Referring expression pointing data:
= = = =
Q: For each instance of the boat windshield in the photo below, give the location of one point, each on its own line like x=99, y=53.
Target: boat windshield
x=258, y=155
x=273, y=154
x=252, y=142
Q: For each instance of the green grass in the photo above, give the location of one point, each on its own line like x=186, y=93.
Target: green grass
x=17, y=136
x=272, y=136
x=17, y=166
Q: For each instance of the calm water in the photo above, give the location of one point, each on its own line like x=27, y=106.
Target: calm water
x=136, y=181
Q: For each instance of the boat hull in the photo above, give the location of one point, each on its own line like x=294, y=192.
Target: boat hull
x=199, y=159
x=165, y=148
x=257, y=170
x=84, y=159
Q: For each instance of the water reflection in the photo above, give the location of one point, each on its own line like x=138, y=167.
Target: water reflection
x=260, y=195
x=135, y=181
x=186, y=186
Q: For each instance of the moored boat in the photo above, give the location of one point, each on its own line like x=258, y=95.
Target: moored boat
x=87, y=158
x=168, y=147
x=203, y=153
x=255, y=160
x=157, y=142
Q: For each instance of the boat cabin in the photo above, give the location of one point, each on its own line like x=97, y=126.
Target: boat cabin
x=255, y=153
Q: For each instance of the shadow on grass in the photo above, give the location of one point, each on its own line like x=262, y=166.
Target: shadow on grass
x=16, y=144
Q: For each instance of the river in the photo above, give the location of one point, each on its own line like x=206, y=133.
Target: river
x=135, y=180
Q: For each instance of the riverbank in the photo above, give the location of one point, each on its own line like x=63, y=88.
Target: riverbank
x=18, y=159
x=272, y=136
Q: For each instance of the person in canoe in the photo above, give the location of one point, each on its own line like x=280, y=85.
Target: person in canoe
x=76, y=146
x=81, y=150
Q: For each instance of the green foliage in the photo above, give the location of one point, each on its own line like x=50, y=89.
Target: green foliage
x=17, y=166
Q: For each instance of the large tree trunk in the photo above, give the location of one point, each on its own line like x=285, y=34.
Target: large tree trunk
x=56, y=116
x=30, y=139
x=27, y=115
= = = =
→ What you will do
From the opening line of the data above, please print each line as written up to and including the line that contains "Q: For each instance of the calm", and nothing more.

→ Task answer
Q: For each instance of the boat windshield in the photo below, give the location of one point, each on its own line like x=99, y=53.
Target: boat windshield
x=258, y=155
x=273, y=154
x=252, y=142
Q: For each instance of the green grass in the photo above, give the location of one point, each on its own line like x=186, y=93.
Target: green grass
x=17, y=136
x=272, y=136
x=17, y=166
Q: For each instance of the calm water in the photo above, give the location of one point, each on its own line like x=27, y=106.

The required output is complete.